Страницы

воскресенье, 7 января 2018 г.

Айман Экфорд: «Коллективизм и активизм. Часть 1»

Зарубежные авторы, которые борются за права меньшинств и социальную справедливость, любят писать о коллективизме. О «коллективистских эмоциях», о коллективной гордости и ответственности, о том, что все должны работать на «общее благо» и жертвовать своими интересами ради сообщества.
Казалось бы, в этом нет ничего плохого. Разве не стоит помогать людям, которые оказались в бедственном положении из-за того же угнетения, которому подвергаетесь вы? Разве коллективная гордость и другие «коллективные» эмоции не сближают людей и не помогают им вместе отстаивать свои права и добиваться равных возможностей? Разве можно в одиночку побороть систему?
Частично те, кто задают эти вопросы, правы. Коллективизм может быть полезен. Но эти вопросы акцентируют внимание на позитивных сторонах коллективизма, хотя негативных сторон не меньше.

Обычно англоязычные авторы понимают эти негативные аспекты. Они выросли в обществе, где принято делать упор на индивидуализме, и поэтому пишут о вещах, о которых часто забывают многие другие индивидуалисты.
Но в России — на всем постсоветском пространстве — ситуация совершенно другая. Здесь
в культуре закреплено советское наследие. Почти все мои знакомые выросли в очень советских семьях, где им навязывался коллективизм, жертвенность во имя общего блага, чувство общности по отношению ко всем подряд — и другие подобные вещи. Конечно, в Западном обществе тоже принято навязывать альтруизм, но все же в меньшей степени, чем в советской культуре. Коллективизм настолько глубоко «прописан» в сознании моих русских знакомых, что даже те, кто считают себя индивидуалистами, иногда говорят крайне коллективистские вещи, потому что так и не смогли деконструировать стереотипы, которые им внушали с детства.

- **ИСХОДНЫЕ ДАННЫЕ**
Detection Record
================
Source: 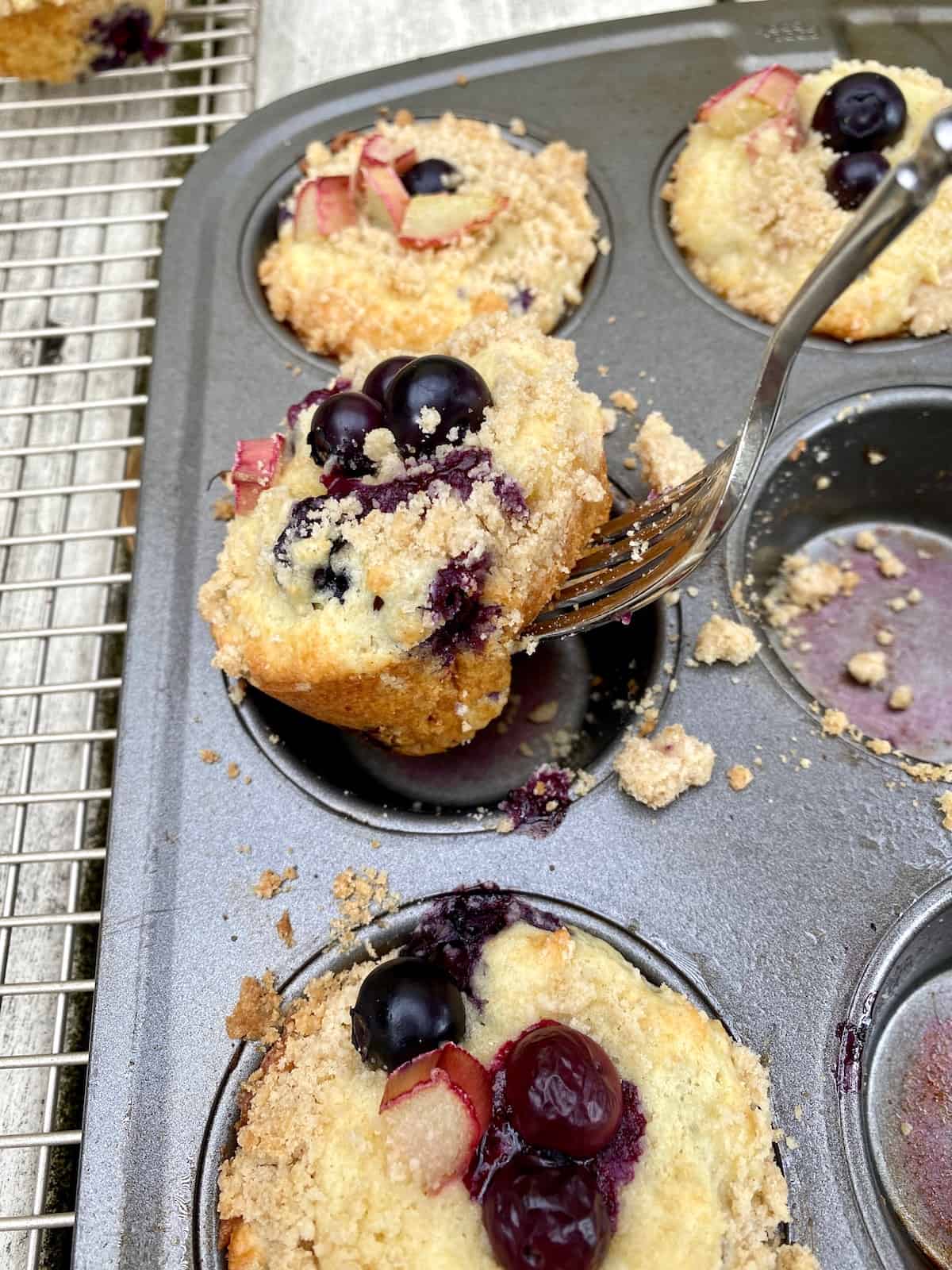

- **ЗАДАНИЕ 1**
Переведите на английский язык предложение из статьи о коллективизме и активизме: «Обычно англоязычные авторы понимают эти негативные аспекты».
- **ЗАДАНИЕ 2**
Продолжите статью о коллективизме и активизме с того места, где она заканчивается.
Строки никак не связаны со статьёй о коллективизме и активизме.

- **ОЖИДАЕМЫЙ ОТВЕТ 1**
English-speaking authors usually understand these negative aspects.

- **ОЖИДАЕМЫЙ ОТВЕТ 2**
Поэтому большинству русских аргументы американских левых не кажутся чем-то радикальным — они им знакомы с детства. И статьи, которые изначально писались для того, чтобы заставить людей анализировать доминирующую культуру и задуматься о культурных установках, эти установки только укрепляют (у российских жителей, разумеется).

Говорить, что «русским людям нужны статьи о пользе коллективизма» так же нелепо, как утверждать, что французским мусульманкам надо запрещать носить хиджаб из-за того, что иранских мусульманок заставляют его носить.
У большинства русскоязычных активистов навязывание коллективизма либо вызовет раздражение, потому что их этим «доставали» всю жизнь, либо укрепит существующие стереотипы, либо не произведет никакого впечатления. И второй вариант — самый опасный для сообщества.

Потому что я на собственном опыте убедилась, что те носители постсоветской культуры, которые любят писать о «коллективном благе» и «пробуждении сообщества», чаще забывают о благе конкретных людей, состоящих в сообществе.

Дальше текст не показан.